**ZIEL A:**
Beantworte zum Ausgangstext:
(i) In welcher Ausgabe der OXI-Monatszeitschrift erschienen die beiden vorgestellten Positionen?
(ii) Auf welchen Theoretiker geht die spezielle Sicht des »Werts« zurück?
(iii) Welches Alleinstellungsmerkmal weist die Kapitalismuskritik von Tomasz Konicz auf?

**AUSGANGSTEXT:**
Die plurale Ökonomik der Linken in voller Breite
Einerseits radikale Wachstumskritik von Niko Paech, andererseits fundamentalistische Kapitalismuskritik von Tomasz Konicz – dies seien zwei Extrempositionen linker Ideen, abgedruckt in der OXI-Monatszeitschrift vom Juni 2017, sagt Michael Wendl und sieht sich zu einer Kritik herausgefordert.
In OXI vom Juni 2017 wird ein interessanter Mix geboten. Einerseits die radikale Wachstumskritik von Niko Paech, andererseits die fundamentalistische Kapitalismuskritik von Tomasz Konicz, die im Rahmen der radikalen Kapitalismuskritik ein Alleinstellungsmerkmal aufweist: die »Wertkritik«. Es ist interessant, dass auf diese Weise sich ausschließende Extrempositionen linker Sozialphilosophien vorgestellt werden.
Zunächst die Gemeinsamkeiten: Eine Avantgarde verändert die Welt, einmal durch Vorbild, durch beispielhaftes Vorleben eines ökologisch korrekten Lebens. Ein anderes Mal durch Aufklärung über die Irrationalität des Kapitalismus. Hinzu kommt Alarmismus, die Zeichnung einer bevorstehenden Apokalypse.
Dann die Unterschiede: Einmal bestimmen die Lebensweisen der Konsumenten die Produktion und Verwendung von Gütern und Dienstleistungen, auf der anderen Seite sind die Menschen nur »Charaktermasken« und »Personifikationen« ökonomischer Verhältnisse, deren Gesetze sie folgen. Hier kommt dann eine spezielle, auf den Theoretiker Robert Kurz zurückgehende Sicht hinzu: Der »Wert« – gemeint ist die Zusammenfassung verschiedener privat verausgabter Arbeiten zu einer über den Markt hergestellten abstrakten Arbeit – bestimmt die Gesetze dieser ökonomischen Verhältnisse. Einen Einfluss der Konsumenten auf ihr Konsumverhalten gibt es in dieser Sicht nicht, weil dieser so konstruierte Kapitalismus nicht für die Bedürfnisse der Konsumenten produziert, sondern nur Mittel für die Verwertung des eingesetzten Kapitals ist.

**BEREITGESTELLTE ANGABEN:**
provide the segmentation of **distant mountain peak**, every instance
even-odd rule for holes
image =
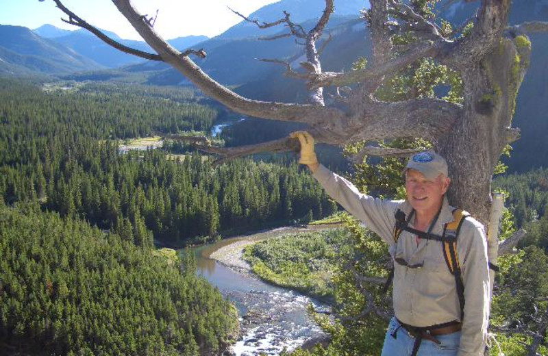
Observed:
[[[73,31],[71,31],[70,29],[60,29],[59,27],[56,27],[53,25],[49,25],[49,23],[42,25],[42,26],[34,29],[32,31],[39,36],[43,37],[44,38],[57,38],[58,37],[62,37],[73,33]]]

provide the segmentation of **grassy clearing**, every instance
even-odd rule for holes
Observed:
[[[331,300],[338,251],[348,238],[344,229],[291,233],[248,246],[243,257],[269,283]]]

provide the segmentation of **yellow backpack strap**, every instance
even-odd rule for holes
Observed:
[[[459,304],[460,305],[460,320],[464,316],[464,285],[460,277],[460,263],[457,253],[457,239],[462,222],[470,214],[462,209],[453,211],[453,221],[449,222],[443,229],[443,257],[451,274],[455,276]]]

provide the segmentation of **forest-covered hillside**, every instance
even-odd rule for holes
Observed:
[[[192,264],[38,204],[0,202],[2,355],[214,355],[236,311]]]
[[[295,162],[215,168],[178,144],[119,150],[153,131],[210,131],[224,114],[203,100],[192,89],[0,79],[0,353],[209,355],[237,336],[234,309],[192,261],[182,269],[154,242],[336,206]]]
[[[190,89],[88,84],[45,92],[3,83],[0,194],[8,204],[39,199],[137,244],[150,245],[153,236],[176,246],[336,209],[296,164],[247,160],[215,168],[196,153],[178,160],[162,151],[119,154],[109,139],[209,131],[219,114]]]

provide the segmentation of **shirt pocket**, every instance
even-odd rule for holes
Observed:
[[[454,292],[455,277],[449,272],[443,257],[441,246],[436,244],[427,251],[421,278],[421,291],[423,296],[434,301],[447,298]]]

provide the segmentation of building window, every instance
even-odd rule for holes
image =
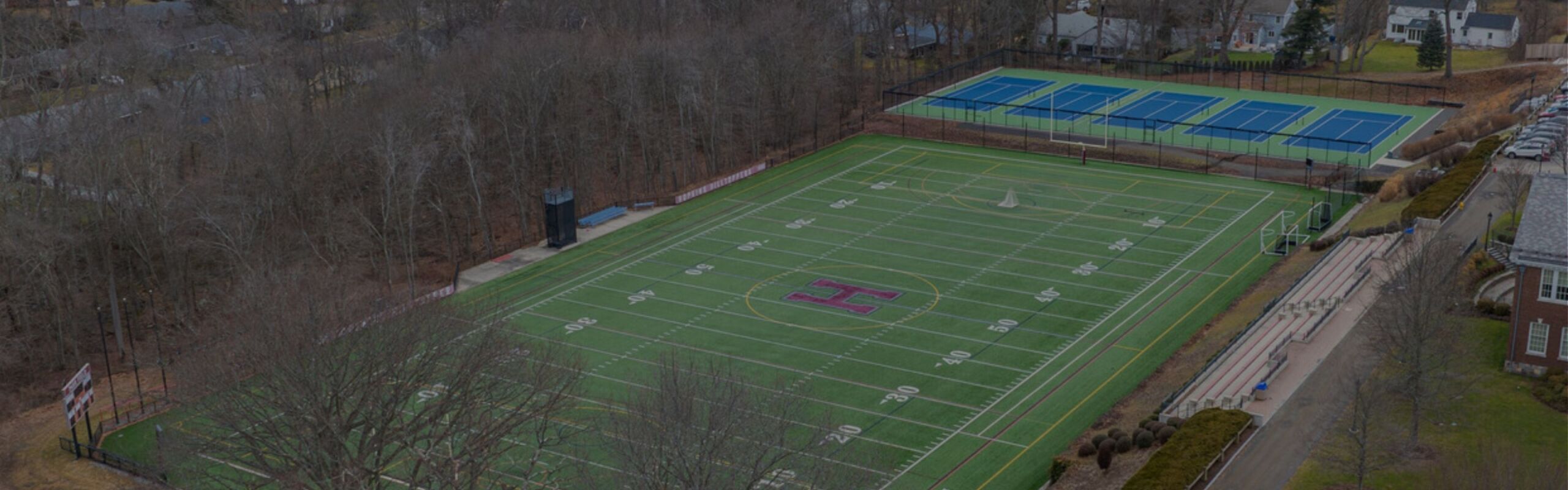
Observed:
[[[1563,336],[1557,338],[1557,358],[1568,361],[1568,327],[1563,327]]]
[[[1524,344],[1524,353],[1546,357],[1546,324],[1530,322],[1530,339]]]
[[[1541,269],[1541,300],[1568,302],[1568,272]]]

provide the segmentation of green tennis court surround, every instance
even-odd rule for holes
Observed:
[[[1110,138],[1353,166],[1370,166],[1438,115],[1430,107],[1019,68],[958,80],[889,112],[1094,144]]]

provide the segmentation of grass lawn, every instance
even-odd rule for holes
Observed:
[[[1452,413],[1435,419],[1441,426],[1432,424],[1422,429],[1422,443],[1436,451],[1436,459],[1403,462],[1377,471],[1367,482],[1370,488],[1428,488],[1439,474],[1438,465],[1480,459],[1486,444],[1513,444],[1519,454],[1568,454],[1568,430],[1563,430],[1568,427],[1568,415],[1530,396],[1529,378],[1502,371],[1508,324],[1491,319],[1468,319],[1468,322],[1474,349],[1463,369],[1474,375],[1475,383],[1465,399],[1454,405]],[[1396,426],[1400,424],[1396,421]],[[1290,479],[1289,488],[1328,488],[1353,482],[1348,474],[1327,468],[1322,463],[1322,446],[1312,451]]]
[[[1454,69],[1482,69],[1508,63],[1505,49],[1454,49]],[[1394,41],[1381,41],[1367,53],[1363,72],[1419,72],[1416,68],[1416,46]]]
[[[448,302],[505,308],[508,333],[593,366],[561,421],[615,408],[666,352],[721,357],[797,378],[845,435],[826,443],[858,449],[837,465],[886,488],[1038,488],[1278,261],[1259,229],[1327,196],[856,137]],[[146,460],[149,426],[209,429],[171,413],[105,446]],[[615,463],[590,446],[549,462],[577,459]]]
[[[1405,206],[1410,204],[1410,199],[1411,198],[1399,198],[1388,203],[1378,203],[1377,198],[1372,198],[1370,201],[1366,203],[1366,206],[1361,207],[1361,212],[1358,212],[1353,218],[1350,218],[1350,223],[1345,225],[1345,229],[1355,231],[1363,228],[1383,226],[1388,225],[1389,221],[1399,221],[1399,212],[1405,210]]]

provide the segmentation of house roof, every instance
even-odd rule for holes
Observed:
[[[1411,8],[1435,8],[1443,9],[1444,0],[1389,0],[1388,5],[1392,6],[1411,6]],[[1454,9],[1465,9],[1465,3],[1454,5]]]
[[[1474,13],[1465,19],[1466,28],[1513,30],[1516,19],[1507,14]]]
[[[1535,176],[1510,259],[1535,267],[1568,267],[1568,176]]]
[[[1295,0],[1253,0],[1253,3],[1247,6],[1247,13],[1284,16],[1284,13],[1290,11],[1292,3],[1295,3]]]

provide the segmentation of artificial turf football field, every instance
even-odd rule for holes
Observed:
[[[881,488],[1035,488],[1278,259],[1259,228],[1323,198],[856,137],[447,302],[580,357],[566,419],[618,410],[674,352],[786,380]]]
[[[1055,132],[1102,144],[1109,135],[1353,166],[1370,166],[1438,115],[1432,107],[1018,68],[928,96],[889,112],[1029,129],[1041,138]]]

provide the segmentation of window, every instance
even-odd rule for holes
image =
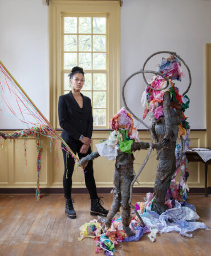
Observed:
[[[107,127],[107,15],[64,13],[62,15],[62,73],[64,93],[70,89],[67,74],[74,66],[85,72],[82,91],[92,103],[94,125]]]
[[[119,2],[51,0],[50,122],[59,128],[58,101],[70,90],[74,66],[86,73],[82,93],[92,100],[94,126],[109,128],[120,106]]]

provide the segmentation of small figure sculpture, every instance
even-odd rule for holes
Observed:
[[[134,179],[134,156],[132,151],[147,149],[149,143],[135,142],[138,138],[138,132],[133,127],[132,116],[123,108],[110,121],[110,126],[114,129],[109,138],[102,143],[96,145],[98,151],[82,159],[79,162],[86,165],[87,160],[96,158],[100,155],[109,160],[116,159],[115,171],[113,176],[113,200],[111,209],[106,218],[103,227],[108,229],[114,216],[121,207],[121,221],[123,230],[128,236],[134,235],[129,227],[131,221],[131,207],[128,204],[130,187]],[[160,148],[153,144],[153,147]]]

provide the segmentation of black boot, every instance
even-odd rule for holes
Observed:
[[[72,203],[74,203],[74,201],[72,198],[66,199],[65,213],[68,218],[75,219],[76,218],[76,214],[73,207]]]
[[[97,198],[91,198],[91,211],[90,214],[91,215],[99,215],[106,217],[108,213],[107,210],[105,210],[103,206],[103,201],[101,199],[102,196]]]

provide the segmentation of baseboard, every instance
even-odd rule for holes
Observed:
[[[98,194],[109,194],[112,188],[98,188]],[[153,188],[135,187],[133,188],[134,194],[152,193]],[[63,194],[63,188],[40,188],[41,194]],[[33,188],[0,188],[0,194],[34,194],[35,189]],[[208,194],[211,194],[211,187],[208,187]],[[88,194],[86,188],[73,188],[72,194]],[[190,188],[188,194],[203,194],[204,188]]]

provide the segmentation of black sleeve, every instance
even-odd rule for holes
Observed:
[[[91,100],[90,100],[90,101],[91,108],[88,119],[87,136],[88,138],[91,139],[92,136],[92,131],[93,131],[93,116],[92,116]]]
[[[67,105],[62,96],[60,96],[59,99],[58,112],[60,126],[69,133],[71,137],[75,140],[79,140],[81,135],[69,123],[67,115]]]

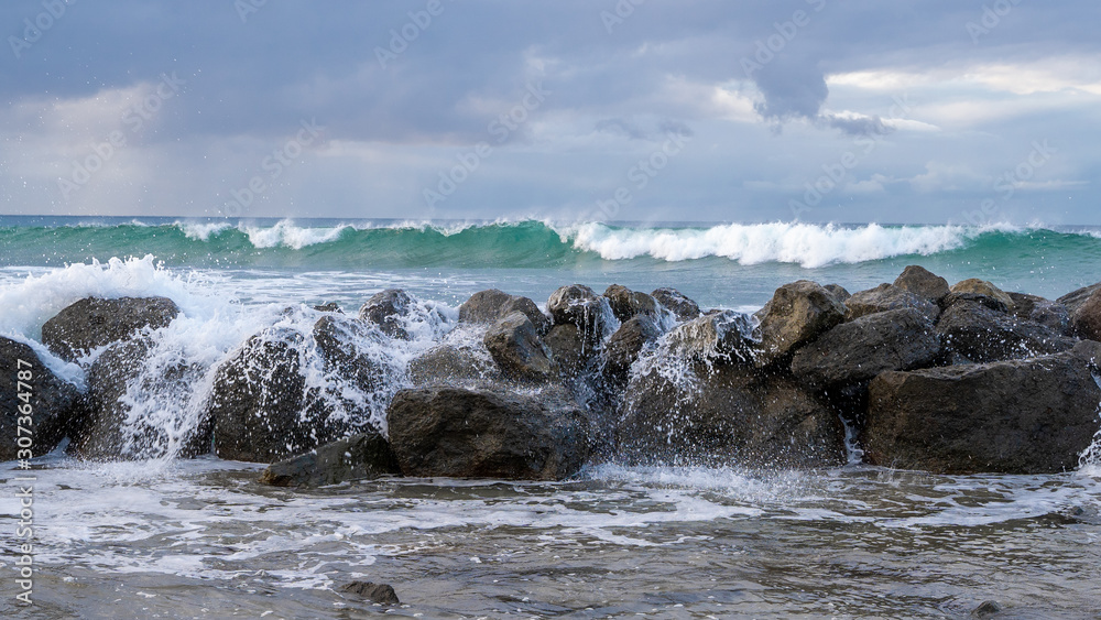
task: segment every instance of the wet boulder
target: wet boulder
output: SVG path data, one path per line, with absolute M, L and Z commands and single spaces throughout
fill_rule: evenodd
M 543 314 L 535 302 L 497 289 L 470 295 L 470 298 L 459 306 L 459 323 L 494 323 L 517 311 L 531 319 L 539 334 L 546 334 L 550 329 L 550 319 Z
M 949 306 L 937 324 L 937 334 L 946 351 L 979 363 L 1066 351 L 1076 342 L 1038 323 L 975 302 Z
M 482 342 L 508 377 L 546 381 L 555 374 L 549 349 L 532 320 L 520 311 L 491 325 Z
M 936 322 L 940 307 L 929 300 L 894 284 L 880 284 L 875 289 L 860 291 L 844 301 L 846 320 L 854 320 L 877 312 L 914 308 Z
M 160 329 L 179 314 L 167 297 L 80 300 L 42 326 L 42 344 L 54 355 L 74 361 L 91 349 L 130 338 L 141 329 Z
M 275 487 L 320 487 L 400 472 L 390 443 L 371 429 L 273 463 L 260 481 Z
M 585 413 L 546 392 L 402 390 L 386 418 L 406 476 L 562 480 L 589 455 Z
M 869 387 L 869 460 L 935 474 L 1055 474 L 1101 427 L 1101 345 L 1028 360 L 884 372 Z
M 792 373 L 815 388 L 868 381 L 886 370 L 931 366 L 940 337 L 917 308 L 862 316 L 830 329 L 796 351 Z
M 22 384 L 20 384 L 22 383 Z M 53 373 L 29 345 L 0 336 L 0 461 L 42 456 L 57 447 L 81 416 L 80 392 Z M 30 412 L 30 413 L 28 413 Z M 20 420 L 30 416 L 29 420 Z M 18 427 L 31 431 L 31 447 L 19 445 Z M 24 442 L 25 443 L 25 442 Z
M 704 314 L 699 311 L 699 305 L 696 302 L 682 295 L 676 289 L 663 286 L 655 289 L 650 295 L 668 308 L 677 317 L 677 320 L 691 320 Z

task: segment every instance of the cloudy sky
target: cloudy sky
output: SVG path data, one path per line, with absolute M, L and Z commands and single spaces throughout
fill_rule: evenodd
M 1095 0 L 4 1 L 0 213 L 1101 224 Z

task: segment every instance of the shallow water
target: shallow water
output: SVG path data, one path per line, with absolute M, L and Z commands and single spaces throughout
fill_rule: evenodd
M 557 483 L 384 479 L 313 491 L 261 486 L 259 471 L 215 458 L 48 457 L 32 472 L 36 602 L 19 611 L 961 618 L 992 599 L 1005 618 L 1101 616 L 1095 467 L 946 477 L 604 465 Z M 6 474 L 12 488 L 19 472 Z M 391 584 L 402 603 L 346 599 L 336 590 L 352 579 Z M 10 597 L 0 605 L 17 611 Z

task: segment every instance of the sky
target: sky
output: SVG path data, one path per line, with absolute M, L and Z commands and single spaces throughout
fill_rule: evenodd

**ZIEL B:** Aktualisiere die Datensätze, beginnend bei der Zeile mit „task: segment every instance of the shallow“ und endend beim letzten Datensatz, indem du „SVG path data“ durch „SVG path strings“ ersetzt. Alles andere bleibt unverändert, und gib nur diesen Abschnitt aus.

**VOLLSTÄNDIGE LÖSUNG A:**
(i) In der Ausgabe vom Juni 2017.
(ii) Auf Robert Kurz.
(iii) Die »Wertkritik«.

**VOLLSTÄNDIGE LÖSUNG B:**
task: segment every instance of the shallow water
target: shallow water
output: SVG path strings, one path per line, with absolute M, L and Z commands and single spaces throughout
fill_rule: evenodd
M 557 483 L 384 479 L 313 491 L 261 486 L 259 471 L 215 458 L 48 457 L 32 472 L 36 602 L 19 611 L 961 618 L 992 599 L 1005 618 L 1101 616 L 1095 467 L 946 477 L 604 465 Z M 6 474 L 12 488 L 19 472 Z M 391 584 L 402 603 L 346 599 L 336 590 L 352 579 Z M 10 597 L 0 605 L 17 611 Z

task: segment every instance of the sky
target: sky
output: SVG path strings, one path per line, with absolute M, L and Z commands and single spaces throughout
fill_rule: evenodd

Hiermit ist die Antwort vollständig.